* **PROBLEM TO WORK ON**
All lines at or after the one containing "Locate every instance of the seated woman in white", up to the last line of the material, must be repeated exactly, and no others.

** Opening SUPPLIED DATA block **

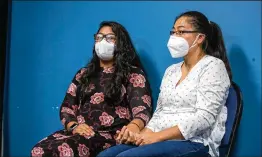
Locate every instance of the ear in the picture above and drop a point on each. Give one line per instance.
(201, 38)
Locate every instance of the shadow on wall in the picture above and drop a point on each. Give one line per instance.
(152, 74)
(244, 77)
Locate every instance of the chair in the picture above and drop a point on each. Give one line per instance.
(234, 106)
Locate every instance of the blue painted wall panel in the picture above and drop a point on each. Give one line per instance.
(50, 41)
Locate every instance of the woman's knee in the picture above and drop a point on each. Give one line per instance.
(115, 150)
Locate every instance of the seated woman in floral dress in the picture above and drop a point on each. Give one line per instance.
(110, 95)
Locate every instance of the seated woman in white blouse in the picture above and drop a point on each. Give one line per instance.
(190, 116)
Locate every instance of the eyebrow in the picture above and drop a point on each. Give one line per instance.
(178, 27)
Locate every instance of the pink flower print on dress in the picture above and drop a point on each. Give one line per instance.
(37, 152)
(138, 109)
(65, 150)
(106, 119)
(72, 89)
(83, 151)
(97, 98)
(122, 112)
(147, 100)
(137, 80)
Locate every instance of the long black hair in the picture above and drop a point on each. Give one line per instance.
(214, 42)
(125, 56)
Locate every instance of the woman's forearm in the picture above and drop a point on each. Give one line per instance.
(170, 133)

** Closing SUPPLIED DATA block **

* **OUTPUT**
Locate every instance of the seated woman in white blouse in the picture above and drop a point on each. Give one line per instance.
(190, 116)
Locate every instance of the eyebrow in the picture above and drop a point on each. Give one line per instance.
(178, 27)
Locate every instance of the pink flower print on dress in the picture above and drop a point on each. Give one line per instance.
(37, 152)
(138, 109)
(65, 150)
(106, 119)
(72, 89)
(83, 151)
(97, 98)
(122, 112)
(147, 100)
(137, 80)
Locate every instance of the long black hair in the picture above and drop a point on each. Give one line per instance.
(214, 42)
(125, 56)
Locate every instance of the woman's forearm in the picture above and drop a point on each. Give one line per instance.
(170, 133)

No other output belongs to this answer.